(Some records)
================================

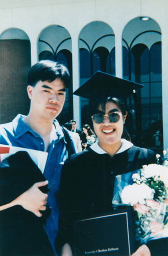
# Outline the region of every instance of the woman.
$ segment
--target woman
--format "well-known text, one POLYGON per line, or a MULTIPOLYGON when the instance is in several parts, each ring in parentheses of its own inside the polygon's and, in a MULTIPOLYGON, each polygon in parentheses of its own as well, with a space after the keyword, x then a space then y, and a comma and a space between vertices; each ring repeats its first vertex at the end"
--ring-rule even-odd
MULTIPOLYGON (((156 162, 154 152, 122 139, 127 112, 118 98, 131 95, 139 87, 98 72, 75 92, 90 97, 89 110, 99 141, 88 150, 71 156, 64 164, 60 188, 60 232, 56 241, 58 254, 62 246, 62 255, 74 254, 74 221, 112 210, 116 176, 136 172, 143 165, 156 162), (98 87, 99 95, 96 94, 98 87), (90 99, 90 94, 95 99, 90 99)), ((150 255, 148 245, 140 247, 135 255, 150 255)))
POLYGON ((82 143, 84 149, 88 148, 95 141, 95 135, 88 124, 85 124, 82 127, 83 133, 86 135, 86 143, 82 143))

================================

**Task description**
Edit the records by replacing "woman" with "person" wherever it occurs, and reproduce them otherwise unchanged. Omit the pictures from your answer.

**Final answer**
# Outline the region of every instance of the person.
$ segment
--target person
--format "well-known text, one POLYGON per line, or a MULTIPOLYGON when the instance is in several parts, each ring in parentheses of its own inside the polygon's and, in a MULTIPOLYGON, each polygon in parentheses of its own as well, with a space after the keyword, x then a space then y, and a comma and a space between vertices; each ring repeats its first vertex at the end"
--ring-rule even-odd
MULTIPOLYGON (((156 162, 154 152, 122 139, 127 112, 118 98, 131 95, 139 87, 98 72, 75 92, 90 97, 89 110, 99 141, 88 150, 71 156, 64 164, 60 188, 60 232, 56 241, 58 254, 62 246, 62 255, 74 254, 74 221, 112 210, 116 176, 136 172, 143 165, 156 162), (98 87, 99 95, 96 94, 98 87), (90 99, 90 94, 95 99, 90 99)), ((150 255, 148 245, 140 247, 135 255, 150 255)))
POLYGON ((82 143, 84 149, 88 148, 95 141, 95 135, 88 124, 85 124, 82 127, 83 133, 86 135, 86 143, 82 143))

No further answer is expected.